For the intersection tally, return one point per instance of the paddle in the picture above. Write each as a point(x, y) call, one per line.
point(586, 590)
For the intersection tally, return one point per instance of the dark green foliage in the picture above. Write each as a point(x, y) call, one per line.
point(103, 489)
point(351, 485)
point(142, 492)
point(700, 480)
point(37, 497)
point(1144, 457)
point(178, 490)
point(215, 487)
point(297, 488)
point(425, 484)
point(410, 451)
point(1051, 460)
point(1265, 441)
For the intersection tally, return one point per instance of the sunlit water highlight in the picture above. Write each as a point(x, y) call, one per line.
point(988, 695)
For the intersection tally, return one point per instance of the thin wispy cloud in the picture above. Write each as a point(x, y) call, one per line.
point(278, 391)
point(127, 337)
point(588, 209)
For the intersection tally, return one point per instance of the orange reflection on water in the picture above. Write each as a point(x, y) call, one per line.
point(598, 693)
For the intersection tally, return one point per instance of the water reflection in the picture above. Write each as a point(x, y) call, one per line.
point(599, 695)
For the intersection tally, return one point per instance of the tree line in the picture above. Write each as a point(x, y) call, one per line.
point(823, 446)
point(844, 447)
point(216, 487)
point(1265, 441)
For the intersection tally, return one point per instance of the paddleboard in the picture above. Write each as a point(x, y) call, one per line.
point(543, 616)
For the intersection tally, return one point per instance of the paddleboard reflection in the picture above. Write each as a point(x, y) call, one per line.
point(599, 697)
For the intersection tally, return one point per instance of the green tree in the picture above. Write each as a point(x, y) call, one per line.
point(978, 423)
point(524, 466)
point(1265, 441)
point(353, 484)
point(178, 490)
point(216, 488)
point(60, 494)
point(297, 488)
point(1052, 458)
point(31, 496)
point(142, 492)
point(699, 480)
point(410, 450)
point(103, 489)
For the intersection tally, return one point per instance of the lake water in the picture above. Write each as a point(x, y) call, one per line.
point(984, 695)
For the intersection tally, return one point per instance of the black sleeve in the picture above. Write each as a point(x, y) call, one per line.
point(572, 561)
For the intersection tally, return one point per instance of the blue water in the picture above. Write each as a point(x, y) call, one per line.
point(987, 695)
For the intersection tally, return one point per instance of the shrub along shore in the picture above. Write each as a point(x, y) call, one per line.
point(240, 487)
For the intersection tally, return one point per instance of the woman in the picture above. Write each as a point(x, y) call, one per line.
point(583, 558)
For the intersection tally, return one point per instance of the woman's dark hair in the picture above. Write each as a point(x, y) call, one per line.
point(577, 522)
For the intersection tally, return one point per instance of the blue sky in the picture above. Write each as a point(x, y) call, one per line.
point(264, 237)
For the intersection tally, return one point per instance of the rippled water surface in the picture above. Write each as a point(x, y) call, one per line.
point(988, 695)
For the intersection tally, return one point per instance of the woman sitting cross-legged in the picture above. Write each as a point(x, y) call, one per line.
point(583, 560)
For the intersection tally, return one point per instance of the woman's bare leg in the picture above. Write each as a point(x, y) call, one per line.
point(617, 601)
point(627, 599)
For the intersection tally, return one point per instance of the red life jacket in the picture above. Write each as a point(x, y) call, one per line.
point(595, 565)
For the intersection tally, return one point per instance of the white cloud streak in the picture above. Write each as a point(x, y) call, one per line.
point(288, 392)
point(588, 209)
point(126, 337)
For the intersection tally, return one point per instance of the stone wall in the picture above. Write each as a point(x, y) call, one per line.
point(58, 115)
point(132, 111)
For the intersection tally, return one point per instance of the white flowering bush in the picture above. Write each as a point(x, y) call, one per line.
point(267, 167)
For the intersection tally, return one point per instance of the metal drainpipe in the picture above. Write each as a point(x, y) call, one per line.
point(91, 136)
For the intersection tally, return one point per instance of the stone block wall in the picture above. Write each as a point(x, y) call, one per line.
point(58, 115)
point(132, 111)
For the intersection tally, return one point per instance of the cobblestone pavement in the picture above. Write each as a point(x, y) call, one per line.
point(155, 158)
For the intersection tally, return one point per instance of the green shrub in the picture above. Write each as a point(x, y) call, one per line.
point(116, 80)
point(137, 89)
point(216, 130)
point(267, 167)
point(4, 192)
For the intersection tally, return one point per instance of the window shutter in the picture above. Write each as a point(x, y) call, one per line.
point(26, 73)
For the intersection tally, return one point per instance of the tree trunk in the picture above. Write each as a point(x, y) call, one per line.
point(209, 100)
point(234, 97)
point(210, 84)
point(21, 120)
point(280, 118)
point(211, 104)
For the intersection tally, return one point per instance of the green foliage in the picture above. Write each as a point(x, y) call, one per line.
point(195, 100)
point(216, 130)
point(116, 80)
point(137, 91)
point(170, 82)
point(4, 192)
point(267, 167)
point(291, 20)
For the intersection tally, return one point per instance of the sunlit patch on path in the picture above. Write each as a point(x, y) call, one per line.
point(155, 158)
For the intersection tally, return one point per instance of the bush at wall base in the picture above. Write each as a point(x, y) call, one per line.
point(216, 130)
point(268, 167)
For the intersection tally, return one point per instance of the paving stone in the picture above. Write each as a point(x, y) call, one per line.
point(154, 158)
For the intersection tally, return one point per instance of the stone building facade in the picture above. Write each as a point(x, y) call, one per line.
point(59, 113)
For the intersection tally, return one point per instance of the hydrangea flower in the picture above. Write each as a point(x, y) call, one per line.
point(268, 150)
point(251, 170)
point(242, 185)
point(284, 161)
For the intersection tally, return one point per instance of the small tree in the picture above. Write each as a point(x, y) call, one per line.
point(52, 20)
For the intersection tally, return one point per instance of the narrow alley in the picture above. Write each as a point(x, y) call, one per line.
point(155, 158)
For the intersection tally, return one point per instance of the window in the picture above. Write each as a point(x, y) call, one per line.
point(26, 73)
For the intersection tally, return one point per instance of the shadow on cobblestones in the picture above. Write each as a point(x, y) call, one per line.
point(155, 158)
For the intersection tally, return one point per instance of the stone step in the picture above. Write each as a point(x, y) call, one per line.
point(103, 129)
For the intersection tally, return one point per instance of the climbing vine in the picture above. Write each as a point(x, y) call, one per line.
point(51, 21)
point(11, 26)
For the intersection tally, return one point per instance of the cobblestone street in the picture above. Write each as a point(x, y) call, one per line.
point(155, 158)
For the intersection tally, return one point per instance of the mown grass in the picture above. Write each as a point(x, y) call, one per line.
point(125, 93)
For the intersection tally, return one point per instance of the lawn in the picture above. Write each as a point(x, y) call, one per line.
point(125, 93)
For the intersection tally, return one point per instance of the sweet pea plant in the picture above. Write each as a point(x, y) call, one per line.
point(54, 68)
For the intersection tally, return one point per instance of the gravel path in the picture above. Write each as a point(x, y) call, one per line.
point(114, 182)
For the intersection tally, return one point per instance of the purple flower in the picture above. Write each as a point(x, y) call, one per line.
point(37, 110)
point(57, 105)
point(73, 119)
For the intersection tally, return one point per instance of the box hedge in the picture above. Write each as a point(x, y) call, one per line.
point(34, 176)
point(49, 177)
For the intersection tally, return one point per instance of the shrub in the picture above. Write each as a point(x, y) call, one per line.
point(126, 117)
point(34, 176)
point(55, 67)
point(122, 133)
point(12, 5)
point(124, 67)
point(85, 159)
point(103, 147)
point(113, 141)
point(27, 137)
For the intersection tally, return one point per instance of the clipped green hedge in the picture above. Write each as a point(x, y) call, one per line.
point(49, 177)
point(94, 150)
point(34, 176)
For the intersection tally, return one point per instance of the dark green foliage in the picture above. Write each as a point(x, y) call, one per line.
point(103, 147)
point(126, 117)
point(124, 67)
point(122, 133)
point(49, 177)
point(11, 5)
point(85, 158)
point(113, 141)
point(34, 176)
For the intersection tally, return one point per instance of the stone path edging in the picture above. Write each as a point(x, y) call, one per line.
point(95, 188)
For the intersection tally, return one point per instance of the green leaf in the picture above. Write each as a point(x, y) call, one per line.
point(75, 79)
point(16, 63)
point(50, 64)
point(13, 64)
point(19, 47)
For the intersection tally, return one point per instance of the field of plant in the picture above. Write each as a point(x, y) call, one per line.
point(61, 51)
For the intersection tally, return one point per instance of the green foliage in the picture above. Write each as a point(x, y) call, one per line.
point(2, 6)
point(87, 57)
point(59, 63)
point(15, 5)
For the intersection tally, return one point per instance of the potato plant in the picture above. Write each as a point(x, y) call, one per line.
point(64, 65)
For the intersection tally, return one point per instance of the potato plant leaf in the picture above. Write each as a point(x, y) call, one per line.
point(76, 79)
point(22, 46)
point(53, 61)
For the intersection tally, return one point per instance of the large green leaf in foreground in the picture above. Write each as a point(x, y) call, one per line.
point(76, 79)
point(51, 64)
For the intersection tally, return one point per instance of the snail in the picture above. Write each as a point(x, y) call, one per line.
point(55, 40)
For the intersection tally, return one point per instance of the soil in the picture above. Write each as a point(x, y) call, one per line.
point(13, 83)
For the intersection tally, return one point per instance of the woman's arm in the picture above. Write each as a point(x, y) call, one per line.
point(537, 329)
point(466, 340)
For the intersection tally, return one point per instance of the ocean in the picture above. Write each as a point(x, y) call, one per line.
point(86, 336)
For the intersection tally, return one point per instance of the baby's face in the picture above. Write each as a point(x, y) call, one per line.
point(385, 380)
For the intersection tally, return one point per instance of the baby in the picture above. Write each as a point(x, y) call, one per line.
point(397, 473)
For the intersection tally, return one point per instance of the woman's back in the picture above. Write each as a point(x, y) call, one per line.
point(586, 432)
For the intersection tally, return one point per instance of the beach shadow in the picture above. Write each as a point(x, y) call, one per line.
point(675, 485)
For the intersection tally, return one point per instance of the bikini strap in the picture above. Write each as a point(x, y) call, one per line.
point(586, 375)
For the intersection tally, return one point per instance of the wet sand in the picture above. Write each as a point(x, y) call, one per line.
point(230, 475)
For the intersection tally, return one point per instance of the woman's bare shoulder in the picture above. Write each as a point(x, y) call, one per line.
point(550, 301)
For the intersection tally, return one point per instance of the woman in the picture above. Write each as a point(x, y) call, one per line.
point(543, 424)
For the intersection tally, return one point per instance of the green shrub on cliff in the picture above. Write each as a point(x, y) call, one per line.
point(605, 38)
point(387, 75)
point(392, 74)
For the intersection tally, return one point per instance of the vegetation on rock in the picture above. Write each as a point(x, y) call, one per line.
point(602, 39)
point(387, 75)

------------------------------------------------------------

**WHAT THE EXERCISE ASKS:**
Copy verbatim every line of the entries, starting at the line containing "the woman's back" and ending at the final line of the entries, with both of those lines included.

**SOLUTION:**
For the intersection tally, return one point per instance of the woman's back in the picture above. Write each as a point(x, y) call, one per line.
point(586, 432)
For the intersection tally, return one point per instance of the beach shadow in the picture above. Write each as a point(x, y) call, one per line.
point(675, 485)
For the intersection tally, return one point per instance of the bikini strap in the picture above. Write each as a point(x, y) call, one per line.
point(586, 375)
For the intersection tally, return one point per instance of the wet sand in the picture above. Write each as a point(x, y) call, one per line.
point(230, 475)
For the intersection tally, return one point per instance of the woman's bare shoulder in the picture above. Write each as a point(x, y) call, one per line.
point(550, 301)
For the intersection tally, return one point per instance of the woman in the picture above. Write each as a point(x, y) call, one per line.
point(543, 424)
For the intersection tally, return one point per instance of the green shrub on cliff in the picture above. Write each as a point(x, y) call, one per line.
point(605, 38)
point(387, 75)
point(392, 74)
For the intersection tally, return one point per instance of the vegetation on rock in the picture above. Write each as a point(x, y) call, one per line.
point(602, 39)
point(387, 75)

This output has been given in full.